* Extracted text
The post about lifting my own body weight, being unrecognizable and I did not forget...
- Meanwhile, Monday on Instagram...
- It's coffee time and it's fecken freezing out. Minus 2C with the windchill. I don't have a winter coat. Something I have to remedy very soon. That and new snow tires. This morning it hurt to get out of bed. The abs got worked hard yesterday. I dream of a hard stomach. I don't need a 6 pack, or even a 4 pack. Just a hard, flat surface would be nice. My stomach, although somewhat flat, is soft. I'm not complaining though. I spent my life hating my abdomen.
- My stomach and my arms were my most hated body parts and the two areas I tried hardest to cover up. I still cover up my stomach. I'm not gonna lie. I filtered this photo because it was so white it was blinding. My stomach never sees the light of day. But maybe with consistent hard work over the next year, it'll get some muscle. And with muscle will come confidence. And with confidence I'll still keep it covered because I'm 45 years old for Pete sake! Haha! I shit you. If you've got it (confidence) flaunt it, no matter what your age or size:-) Happy Monday!

* Exercise objective
According to the post, which two body parts were the writer's most hated? Rely only on the post above for this.

* Dataset extract
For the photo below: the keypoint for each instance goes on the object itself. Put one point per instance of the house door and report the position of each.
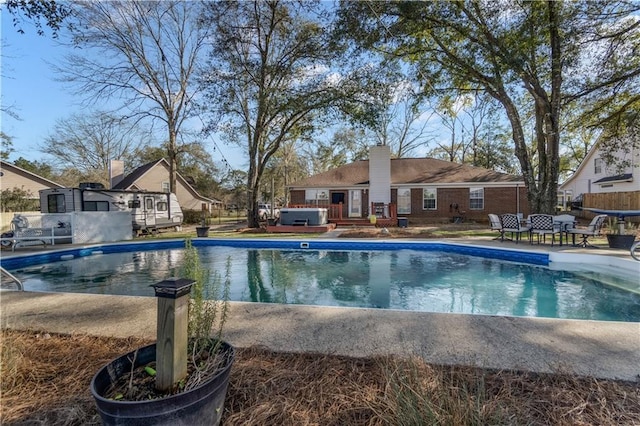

* The output
The stomach and the arms.